*課題内容:*
本文のうち、「その中でも、国家の品格は実際」を含む箇所から始めて「もともと数学者である筆者は論理に関しては、やはり素晴らしいです。」までの部分を、「知識人」を「教養人」に置き換えて書き直してください。

*本文:*
══════

国家の品格

最近、愛国主義的な本が売れていると聞きます。
その中でも、国家の品格は実際に読んでみました。内容的には、アメリカ的な文化よりも日本には古来よりもっと素晴らしい文化があったんだよ。武士道ってすばらしい!というようなものですが、いろいろと考えさせられた部分、懐かしく思った部分がありました。

ちょうど、大学生時代に「詭弁論考」というものをネットで公開していました。なんてことはない、ただの詭弁です。でも、それはわかっていても訴えたい何かがあったんだと思います。それをもっともらしく書こうと思ったのがきっかけでした。
若気の至りですね。。。

大学時代に友人がこんな事を言っていました。
「日本には本当の意味での知識人が少ないんだって。」
また、別の友達は、
「日本には本当の意味でのエリートはいない。」

国家の品格の中でも、そうしたことが書かれていましたが、感受性という点ではまだまだ日本の若者も捨てたものではないでしょ?と思いました。

もともと数学者である筆者は論理に関しては、やはり素晴らしいです。
論理は始まりがすべてと言っていましたが、まさにこの本にもそれがしっかりと内在しており、一貫した論理構成になっているため、読みやすいと感じた人も多いのではないでしょうか。また、あまりにも右寄りな内容であるため、作者自身が多少変わっている人というイメージを随所に垣間見せていました。

最近、稀に見る秀逸な本です。

この本を読んで、思い出したことは、昔自分も似たような事を考えていたなぁということです。アメリカにしてやられた!という気持ちは、英文学や米英の文化を学ぶようになってからでした。英語はアルファベットで構成される言葉ですが、日本語は、漢字、カタカナ、ひらがなで構成される言葉です。ただ、英語の母音は日本語のそれとは明らかにその数が違います。日本語と韓国語だけは、母音は5音と決まっていますが、他の言葉は平均10ぐらい母音を持っています。
実は、このことは歌などに非常に差が出るのです。やはり母音が多いほうが聞いているほうとしてはよく聞こえるものです。ドミソシドという5音しか使えない曲と、ドレミファソラシドが使える曲とではその表現力に絶対的な差が生まれてきます。
同じ論理でいうと、日本語のそれは書き言葉に美しさを感じるのだと思います。

書道はありますが、話道や歌道などは聞いたことがありません。

══════

*資料一覧:*
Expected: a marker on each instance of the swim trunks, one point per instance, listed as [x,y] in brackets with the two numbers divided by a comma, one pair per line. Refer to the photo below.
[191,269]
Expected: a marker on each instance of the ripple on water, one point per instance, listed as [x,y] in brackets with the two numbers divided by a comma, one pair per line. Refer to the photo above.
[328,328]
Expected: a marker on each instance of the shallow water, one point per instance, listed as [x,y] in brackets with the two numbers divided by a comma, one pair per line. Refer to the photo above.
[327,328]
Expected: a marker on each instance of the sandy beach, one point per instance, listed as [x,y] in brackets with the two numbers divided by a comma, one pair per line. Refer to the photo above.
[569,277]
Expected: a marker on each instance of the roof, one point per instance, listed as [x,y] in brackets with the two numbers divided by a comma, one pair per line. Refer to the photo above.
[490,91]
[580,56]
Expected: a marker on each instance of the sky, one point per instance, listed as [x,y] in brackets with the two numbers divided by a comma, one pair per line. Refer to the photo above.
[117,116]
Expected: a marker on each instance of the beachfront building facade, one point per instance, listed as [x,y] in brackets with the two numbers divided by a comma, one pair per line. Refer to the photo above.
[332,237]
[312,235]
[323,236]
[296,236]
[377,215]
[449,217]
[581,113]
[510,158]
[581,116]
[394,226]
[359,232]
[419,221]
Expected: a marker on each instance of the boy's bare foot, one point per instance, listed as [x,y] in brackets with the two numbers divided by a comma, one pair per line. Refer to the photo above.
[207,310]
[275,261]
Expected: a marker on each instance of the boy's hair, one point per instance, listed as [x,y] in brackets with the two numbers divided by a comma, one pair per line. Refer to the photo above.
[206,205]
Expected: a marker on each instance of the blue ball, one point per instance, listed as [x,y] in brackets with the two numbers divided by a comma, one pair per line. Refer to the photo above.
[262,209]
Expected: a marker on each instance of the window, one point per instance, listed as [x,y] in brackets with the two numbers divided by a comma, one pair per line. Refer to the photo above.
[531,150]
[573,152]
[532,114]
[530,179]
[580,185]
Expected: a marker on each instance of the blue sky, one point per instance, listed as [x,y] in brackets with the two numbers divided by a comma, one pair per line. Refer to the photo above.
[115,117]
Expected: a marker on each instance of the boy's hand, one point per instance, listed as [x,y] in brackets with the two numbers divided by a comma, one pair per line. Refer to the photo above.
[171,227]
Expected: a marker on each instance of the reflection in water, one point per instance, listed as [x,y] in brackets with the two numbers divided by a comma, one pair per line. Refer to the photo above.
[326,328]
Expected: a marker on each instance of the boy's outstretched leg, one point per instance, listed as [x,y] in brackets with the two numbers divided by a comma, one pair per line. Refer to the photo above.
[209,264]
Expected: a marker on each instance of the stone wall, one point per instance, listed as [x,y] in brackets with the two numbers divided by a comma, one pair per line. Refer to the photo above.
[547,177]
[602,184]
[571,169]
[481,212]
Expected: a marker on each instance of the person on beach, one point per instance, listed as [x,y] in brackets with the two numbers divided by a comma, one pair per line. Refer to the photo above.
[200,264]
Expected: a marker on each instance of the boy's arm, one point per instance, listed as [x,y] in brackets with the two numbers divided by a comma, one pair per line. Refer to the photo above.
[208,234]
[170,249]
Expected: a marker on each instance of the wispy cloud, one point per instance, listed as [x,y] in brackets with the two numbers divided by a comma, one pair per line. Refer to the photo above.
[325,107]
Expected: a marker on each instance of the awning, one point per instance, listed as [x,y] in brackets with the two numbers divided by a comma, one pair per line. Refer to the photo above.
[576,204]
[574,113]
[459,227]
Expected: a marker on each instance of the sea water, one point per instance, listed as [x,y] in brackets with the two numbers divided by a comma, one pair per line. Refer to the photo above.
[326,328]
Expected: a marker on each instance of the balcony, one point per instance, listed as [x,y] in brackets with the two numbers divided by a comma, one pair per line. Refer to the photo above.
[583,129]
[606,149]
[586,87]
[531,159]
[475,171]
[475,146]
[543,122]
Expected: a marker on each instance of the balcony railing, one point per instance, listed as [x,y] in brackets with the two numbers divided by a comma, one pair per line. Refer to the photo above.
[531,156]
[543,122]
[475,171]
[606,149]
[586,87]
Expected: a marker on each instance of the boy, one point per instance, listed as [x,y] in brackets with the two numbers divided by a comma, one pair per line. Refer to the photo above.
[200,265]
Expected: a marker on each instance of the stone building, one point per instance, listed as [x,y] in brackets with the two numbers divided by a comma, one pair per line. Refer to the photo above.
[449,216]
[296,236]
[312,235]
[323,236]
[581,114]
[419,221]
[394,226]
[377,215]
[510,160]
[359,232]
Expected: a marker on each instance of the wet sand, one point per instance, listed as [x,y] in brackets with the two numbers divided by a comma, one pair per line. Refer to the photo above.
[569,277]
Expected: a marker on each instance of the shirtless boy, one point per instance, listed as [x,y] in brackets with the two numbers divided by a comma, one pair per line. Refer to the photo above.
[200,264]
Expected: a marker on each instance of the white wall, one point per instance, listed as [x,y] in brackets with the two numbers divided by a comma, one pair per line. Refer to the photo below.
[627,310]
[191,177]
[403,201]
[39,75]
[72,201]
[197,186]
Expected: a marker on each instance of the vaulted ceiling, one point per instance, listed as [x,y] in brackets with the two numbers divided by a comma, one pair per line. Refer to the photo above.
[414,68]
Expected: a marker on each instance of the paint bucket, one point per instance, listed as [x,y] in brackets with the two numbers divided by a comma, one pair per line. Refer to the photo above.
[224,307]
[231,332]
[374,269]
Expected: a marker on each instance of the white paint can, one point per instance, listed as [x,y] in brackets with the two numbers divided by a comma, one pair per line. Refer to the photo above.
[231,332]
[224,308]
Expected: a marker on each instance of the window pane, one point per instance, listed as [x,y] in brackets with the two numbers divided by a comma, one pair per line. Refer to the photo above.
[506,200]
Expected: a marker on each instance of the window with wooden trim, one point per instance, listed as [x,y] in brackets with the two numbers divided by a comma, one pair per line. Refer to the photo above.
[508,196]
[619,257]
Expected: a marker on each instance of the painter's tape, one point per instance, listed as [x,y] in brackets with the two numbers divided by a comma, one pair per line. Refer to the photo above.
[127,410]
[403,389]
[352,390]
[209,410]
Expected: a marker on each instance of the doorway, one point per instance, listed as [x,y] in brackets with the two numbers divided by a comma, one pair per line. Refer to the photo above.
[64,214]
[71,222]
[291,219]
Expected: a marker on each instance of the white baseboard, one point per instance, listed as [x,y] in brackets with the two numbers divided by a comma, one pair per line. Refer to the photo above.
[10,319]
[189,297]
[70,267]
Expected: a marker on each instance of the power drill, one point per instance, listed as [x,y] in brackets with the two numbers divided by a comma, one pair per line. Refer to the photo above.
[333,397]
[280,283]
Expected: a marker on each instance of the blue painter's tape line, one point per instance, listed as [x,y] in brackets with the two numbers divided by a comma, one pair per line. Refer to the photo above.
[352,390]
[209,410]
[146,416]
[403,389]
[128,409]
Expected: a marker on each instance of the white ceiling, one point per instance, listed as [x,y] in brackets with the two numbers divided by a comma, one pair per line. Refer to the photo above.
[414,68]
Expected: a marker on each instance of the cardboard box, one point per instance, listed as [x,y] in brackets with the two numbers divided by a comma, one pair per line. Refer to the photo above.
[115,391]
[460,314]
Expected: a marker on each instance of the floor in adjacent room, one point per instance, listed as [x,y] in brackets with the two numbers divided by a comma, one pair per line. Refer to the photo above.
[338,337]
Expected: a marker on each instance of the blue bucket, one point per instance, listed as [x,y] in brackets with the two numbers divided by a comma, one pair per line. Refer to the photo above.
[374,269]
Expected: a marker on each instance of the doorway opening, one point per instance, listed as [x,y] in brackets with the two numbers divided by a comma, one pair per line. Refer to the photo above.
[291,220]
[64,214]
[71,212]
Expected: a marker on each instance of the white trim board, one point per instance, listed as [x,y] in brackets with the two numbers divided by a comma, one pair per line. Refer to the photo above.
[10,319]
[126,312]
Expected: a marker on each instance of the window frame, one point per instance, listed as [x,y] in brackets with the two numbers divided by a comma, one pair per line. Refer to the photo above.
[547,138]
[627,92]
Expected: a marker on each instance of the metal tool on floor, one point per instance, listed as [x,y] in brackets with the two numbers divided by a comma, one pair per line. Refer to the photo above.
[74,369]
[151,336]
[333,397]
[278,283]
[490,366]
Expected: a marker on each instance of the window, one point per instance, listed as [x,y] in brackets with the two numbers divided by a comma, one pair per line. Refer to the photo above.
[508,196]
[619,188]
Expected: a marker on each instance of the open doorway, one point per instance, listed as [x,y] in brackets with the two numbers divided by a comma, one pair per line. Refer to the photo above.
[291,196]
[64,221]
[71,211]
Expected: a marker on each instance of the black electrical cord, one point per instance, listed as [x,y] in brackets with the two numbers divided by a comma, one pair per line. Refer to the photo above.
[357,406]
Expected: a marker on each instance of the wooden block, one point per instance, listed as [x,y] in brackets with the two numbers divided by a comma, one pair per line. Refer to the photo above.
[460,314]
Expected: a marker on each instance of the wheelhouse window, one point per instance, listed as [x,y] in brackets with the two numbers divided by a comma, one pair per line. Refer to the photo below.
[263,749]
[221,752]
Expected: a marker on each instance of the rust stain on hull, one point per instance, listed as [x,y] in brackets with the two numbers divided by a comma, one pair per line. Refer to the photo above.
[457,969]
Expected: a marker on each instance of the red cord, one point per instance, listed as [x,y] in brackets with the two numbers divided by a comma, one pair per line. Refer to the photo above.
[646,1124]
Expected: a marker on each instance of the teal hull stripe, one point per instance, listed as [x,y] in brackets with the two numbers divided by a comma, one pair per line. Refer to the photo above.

══════

*本課題の解答:*
その中でも、国家の品格は実際に読んでみました。内容的には、アメリカ的な文化よりも日本には古来よりもっと素晴らしい文化があったんだよ。武士道ってすばらしい!というようなものですが、いろいろと考えさせられた部分、懐かしく思った部分がありました。

ちょうど、大学生時代に「詭弁論考」というものをネットで公開していました。なんてことはない、ただの詭弁です。でも、それはわかっていても訴えたい何かがあったんだと思います。それをもっともらしく書こうと思ったのがきっかけでした。
若気の至りですね。。。

大学時代に友人がこんな事を言っていました。
「日本には本当の意味での教養人が少ないんだって。」
また、別の友達は、
「日本には本当の意味でのエリートはいない。」

国家の品格の中でも、そうしたことが書かれていましたが、感受性という点ではまだまだ日本の若者も捨てたものではないでしょ?と思いました。

もともと数学者である筆者は論理に関しては、やはり素晴らしいです。